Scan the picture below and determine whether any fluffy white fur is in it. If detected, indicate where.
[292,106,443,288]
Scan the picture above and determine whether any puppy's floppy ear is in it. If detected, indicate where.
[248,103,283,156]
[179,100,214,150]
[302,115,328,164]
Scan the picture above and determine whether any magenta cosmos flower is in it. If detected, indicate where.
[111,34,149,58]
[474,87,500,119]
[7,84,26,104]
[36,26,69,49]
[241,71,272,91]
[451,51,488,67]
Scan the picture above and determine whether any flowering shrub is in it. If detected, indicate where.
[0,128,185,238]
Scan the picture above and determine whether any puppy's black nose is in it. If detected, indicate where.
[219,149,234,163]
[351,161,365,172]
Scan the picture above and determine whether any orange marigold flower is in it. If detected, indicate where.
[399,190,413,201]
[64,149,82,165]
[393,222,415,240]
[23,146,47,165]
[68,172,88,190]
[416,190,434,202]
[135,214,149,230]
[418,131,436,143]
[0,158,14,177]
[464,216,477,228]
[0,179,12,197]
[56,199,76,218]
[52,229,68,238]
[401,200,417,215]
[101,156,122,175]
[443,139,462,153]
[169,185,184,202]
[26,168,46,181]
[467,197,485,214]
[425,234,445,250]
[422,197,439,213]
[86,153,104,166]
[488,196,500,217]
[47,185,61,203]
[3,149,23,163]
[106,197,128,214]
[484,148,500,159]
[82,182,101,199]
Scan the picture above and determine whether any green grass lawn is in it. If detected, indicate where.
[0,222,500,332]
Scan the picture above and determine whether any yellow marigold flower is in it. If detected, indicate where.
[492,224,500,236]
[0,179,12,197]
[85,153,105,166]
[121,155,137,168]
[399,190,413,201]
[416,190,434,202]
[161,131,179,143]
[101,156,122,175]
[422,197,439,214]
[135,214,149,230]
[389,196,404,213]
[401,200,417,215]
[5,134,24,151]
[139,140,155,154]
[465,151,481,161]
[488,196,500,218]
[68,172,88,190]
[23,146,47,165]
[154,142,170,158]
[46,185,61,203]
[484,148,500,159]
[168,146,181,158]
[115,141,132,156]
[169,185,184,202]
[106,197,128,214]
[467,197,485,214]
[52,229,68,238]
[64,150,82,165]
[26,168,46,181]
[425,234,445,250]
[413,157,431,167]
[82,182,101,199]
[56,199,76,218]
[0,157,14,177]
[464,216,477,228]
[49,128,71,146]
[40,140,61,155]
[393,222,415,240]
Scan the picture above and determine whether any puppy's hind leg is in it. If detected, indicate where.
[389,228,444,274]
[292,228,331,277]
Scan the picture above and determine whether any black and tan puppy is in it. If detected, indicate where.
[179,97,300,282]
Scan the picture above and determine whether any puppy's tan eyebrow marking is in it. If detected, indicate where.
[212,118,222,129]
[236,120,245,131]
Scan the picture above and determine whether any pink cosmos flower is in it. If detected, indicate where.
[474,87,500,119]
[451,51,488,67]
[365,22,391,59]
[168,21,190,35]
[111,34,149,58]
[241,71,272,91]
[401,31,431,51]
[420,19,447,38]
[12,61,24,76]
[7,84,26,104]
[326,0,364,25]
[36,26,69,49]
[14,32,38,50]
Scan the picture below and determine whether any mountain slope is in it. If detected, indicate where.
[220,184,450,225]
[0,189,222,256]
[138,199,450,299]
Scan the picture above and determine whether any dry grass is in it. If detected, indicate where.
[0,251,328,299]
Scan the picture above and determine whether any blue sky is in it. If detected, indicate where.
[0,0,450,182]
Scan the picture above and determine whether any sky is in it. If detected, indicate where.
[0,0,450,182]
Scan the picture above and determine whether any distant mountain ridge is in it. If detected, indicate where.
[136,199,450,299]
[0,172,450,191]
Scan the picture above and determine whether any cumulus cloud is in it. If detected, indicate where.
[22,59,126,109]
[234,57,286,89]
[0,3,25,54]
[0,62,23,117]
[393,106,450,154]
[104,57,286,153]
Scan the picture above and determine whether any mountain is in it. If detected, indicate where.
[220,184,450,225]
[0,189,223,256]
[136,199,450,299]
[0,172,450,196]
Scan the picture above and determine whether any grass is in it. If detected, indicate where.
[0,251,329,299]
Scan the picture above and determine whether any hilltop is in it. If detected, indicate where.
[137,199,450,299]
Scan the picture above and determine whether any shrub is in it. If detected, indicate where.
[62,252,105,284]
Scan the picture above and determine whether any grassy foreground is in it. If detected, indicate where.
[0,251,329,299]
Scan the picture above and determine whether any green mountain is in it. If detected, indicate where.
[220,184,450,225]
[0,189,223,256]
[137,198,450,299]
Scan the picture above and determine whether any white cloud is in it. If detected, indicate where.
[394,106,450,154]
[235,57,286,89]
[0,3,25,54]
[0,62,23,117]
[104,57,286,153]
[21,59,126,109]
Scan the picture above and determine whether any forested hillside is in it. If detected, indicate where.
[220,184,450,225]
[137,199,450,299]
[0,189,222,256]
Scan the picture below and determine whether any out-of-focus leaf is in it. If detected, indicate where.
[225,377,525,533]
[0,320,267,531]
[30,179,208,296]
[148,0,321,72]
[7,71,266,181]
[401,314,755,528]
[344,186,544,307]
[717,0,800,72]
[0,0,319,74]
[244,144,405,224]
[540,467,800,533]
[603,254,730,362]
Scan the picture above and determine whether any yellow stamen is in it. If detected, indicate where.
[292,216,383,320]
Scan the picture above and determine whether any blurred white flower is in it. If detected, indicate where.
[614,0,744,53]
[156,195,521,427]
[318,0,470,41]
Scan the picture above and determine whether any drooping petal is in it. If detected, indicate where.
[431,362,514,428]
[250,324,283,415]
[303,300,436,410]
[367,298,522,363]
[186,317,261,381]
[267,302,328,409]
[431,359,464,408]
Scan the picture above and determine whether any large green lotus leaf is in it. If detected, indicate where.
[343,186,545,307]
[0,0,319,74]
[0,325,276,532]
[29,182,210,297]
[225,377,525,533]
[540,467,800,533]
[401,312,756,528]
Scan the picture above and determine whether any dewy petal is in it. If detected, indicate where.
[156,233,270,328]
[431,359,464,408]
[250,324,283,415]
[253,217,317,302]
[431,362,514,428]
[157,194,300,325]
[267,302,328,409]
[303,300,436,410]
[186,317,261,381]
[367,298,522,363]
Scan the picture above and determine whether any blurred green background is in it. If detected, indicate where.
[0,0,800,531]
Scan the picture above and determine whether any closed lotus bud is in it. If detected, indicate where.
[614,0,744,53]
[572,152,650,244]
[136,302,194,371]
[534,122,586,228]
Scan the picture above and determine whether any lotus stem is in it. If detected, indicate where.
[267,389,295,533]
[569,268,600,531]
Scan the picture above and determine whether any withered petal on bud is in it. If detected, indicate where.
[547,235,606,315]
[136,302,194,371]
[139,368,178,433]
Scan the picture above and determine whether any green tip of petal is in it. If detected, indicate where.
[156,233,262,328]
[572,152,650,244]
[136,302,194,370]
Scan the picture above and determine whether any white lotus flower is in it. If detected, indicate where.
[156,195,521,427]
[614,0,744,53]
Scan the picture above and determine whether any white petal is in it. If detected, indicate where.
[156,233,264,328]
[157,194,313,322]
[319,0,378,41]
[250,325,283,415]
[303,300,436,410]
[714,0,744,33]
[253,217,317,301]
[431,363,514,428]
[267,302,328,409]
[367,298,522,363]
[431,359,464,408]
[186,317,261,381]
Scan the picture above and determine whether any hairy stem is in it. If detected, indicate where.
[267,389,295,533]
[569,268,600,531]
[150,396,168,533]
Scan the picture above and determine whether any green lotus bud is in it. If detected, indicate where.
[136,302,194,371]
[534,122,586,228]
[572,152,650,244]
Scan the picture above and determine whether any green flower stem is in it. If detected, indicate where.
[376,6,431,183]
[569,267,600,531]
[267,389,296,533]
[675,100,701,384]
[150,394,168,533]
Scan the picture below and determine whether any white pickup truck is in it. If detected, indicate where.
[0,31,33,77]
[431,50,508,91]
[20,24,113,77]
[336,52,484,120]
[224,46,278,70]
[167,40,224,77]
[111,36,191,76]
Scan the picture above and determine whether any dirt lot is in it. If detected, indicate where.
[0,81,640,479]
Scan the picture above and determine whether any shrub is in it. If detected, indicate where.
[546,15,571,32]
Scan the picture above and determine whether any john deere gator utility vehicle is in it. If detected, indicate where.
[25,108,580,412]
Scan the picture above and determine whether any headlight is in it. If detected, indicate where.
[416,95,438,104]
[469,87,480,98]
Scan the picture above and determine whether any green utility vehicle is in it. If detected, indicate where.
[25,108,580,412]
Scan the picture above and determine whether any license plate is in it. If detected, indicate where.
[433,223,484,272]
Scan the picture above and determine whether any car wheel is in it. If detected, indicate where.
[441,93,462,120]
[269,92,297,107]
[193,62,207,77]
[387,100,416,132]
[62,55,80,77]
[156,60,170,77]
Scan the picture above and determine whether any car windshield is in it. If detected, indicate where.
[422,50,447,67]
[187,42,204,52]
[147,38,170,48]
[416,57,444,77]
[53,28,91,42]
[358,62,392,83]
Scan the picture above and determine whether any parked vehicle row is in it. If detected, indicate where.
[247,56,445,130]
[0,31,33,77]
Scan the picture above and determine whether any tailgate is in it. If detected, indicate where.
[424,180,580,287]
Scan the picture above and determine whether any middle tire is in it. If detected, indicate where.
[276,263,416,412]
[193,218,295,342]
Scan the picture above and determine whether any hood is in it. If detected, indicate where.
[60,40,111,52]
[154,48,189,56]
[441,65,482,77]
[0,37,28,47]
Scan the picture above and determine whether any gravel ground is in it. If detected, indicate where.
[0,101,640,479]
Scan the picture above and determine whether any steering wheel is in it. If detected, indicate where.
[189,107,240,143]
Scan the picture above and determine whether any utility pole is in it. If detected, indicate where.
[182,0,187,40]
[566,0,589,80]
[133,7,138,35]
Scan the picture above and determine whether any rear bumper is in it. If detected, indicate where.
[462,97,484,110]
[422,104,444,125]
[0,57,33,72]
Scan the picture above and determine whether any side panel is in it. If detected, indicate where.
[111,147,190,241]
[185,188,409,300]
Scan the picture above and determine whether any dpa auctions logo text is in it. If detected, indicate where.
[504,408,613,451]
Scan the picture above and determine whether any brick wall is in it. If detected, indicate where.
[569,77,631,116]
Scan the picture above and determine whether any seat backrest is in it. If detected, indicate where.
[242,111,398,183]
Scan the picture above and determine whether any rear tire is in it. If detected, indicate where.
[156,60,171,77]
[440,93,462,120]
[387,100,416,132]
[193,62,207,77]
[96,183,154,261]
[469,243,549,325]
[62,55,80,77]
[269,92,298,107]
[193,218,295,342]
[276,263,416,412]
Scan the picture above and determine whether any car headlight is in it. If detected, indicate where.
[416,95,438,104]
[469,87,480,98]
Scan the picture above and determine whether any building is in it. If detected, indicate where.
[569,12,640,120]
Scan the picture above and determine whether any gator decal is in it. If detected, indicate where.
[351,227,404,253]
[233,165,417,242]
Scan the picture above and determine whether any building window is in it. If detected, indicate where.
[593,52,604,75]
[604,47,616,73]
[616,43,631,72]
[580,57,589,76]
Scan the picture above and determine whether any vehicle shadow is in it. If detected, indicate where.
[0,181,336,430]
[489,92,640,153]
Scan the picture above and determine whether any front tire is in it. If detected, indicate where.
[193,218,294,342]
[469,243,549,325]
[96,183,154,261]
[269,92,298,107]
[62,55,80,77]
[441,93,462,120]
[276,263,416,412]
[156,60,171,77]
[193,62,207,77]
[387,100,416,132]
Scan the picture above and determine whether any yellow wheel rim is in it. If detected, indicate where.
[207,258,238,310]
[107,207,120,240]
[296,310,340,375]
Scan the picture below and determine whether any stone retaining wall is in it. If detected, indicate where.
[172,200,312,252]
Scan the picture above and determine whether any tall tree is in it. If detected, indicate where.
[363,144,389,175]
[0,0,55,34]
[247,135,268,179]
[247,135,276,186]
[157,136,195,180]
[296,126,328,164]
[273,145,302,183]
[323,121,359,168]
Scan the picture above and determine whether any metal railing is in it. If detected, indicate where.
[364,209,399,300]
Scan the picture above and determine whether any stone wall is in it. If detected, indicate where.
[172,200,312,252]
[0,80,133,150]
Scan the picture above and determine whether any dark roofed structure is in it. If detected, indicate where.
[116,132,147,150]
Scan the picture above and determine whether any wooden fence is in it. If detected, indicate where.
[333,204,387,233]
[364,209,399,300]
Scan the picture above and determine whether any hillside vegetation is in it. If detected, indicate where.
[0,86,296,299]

Exercise ::
Please pull out every line of the material above that contains the word "lotus", where uppercase and lowercase letters must match.

Written solution ::
Scan the picture above and determine whether any large green lotus leaf is in it. If detected, indicate where.
Scan the picture above and determine whether any closed lotus bud is in it. If detected, indicate where.
Scan the picture above and determine whether any lotus stem is in it. If detected, indicate where.
Scan the picture above and determine whether any white lotus flower is in it. If detected, indicate where.
Scan the picture above and determine whether any green lotus bud is in it. If detected, indicate where.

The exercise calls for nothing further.